== Material for this task ==
• • • • •
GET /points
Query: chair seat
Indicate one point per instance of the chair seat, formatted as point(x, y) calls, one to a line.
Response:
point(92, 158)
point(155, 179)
• • • • •
Show all lines in the records above that hold "chair".

== Written solution ==
Query: chair seat
Indicate one point per instance of the chair seat, formatted as point(x, y) calls, one to a line.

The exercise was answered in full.